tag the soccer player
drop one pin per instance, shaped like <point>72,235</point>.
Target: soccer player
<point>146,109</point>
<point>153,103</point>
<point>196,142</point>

════

Exercise goal: Skip every line before the one containing "drop one pin". Retype that line and the rest through the last one exactly as they stand in the listing.

Written response:
drop one pin per instance, shaped like <point>72,235</point>.
Target: soccer player
<point>146,109</point>
<point>153,103</point>
<point>196,142</point>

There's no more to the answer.